WHAT TO PRODUCE: Beginning with the line that has "Where can you see the eyelash", reproduce each remaining line of the data exactly, down to and including the last.

(Point localization data)
....

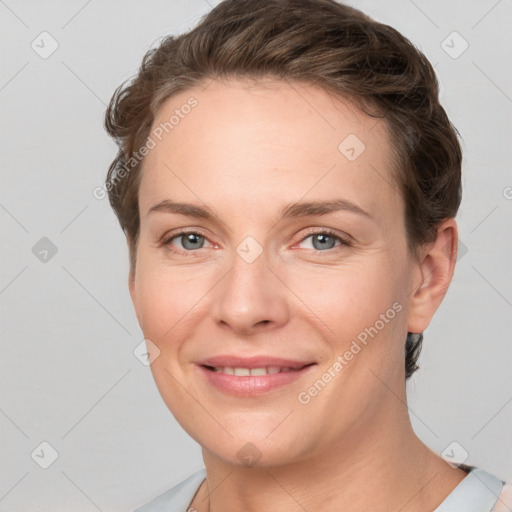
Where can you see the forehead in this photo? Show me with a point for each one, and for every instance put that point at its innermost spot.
(276, 140)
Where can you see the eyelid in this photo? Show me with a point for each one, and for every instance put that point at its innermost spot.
(344, 239)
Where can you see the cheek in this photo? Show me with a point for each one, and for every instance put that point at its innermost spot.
(348, 298)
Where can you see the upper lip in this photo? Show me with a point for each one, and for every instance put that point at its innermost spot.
(263, 361)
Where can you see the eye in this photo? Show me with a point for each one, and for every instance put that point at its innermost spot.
(325, 240)
(189, 241)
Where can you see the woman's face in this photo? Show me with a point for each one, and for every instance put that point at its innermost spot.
(266, 273)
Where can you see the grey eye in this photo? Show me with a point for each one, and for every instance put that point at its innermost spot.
(191, 241)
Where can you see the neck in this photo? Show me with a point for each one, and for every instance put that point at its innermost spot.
(383, 467)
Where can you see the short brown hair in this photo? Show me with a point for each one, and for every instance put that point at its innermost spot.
(319, 42)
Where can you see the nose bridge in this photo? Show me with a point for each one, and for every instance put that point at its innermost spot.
(250, 295)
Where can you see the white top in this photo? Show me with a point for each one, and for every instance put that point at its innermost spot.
(479, 491)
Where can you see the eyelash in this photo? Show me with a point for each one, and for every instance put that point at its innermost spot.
(344, 241)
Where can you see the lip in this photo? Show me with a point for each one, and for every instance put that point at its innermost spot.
(252, 362)
(252, 385)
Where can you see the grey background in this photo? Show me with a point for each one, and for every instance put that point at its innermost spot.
(68, 374)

....

EXERCISE OUTPUT:
Where can you see the eyelash in this photo? Show me with a point for each one, and for every instance put that point at its innermost spot.
(344, 241)
Where can you see the lip in this photo? Show me with a point for each one, and for every instance put that point at its innermost spot.
(252, 362)
(252, 385)
Where can you see the grey background in this photo? Show me with a point for each one, and for every instance put that point at its innermost spot.
(68, 374)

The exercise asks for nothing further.